▸ TRECHO DO DOCUMENTO
______
Beto Silva,Da editoria de Cidades
Dois dos mais determinados promotores de Justiça de Goiás, acostumados a investigarem improbidade administrativa, instauraram inquérito civil público com o objetivo de apurar a legalidade da decisão do governo de Goiás em quitar a folha de pagamento dos servidores públicos de modo parcelado.
A atitude inédita do governo de Goiás chamou atenção de Fernando Krebs e Villis Marra, que atuam na defesa do patrimônio público.
Eles não são os primeiros a notarem o comportamento financeiro do governo. Ontem, em reportagem publicada no Diário da Manhã, o desembargador Carlos Alberto França, do Tribunal de Justiça, disse que é preocupante a realidade econômico-financeira do Estado. Para ele, os atuais gestores, antes de tomarem posse pela quarta vez, em janeiro, alardearam situação de equilíbrio financeiro do Estado. Daí a confusão: o Estado teria condições ou não de pagar corretamente os servidores daqui para frente?
A portaria, que institui o inquérito civil, já traz em seu conteúdo a informação de que a estratégia de parcelamento foi utilizada por outros dois Estados, mas todos foram considerados ilegais.
Os servidores públicos alegam que nem mesmo o governo federal, que enfrenta rombo orçamentário, sofre com tamanha dificuldade para pagar servidores. “Ainda mais tendo a informação de que o governo de Goiás demitiu 3 mil funcionários em janeiro”, diz um dos servidores do TJ-GO.
______
Registros contidos em um conjunto de dados
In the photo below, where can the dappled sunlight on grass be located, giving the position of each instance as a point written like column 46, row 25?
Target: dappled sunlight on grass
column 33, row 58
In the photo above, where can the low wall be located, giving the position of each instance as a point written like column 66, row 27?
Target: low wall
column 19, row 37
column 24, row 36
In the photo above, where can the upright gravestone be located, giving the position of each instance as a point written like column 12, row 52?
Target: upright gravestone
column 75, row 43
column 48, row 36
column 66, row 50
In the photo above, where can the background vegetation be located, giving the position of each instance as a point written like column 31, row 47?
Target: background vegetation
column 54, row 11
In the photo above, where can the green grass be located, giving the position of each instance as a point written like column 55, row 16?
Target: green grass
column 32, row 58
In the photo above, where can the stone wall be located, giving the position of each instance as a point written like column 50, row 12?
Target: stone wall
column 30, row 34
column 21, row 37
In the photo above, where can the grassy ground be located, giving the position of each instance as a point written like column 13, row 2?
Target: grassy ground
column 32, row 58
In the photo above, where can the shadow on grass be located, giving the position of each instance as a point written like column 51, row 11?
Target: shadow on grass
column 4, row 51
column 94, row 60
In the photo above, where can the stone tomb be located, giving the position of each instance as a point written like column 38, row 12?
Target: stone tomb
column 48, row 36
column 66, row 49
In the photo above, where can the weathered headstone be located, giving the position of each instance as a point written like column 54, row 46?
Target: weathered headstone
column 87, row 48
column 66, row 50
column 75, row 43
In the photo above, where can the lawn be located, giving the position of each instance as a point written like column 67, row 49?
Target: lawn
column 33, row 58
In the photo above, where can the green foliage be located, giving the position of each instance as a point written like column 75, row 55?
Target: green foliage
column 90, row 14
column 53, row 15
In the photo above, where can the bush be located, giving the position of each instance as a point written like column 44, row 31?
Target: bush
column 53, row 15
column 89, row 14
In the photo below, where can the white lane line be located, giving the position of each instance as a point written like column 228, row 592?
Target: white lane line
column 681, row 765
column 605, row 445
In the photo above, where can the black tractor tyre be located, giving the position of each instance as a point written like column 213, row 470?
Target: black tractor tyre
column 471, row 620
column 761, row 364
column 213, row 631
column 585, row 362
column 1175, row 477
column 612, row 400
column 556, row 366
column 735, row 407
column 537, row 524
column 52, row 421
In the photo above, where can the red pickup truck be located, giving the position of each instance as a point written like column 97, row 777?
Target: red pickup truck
______
▸ TAREFA 1
Transcreva da reportagem sobre o inquérito civil tudo o que vai de "Os servidores públicos alegam" até "servidores do TJ-GO.".
▸ TAREFA 2
Na reportagem sobre o inquérito civil, quantos funcionários o governo de Goiás teria demitido em janeiro, segundo um servidor do TJ-GO?

▸ RESPOSTA ESCRITA 1
Os servidores públicos alegam que nem mesmo o governo federal, que enfrenta rombo orçamentário, sofre com tamanha dificuldade para pagar servidores. “Ainda mais tendo a informação de que o governo de Goiás demitiu 3 mil funcionários em janeiro”, diz um dos servidores do TJ-GO.

▸ RESPOSTA ESCRITA 2
3 mil funcionários.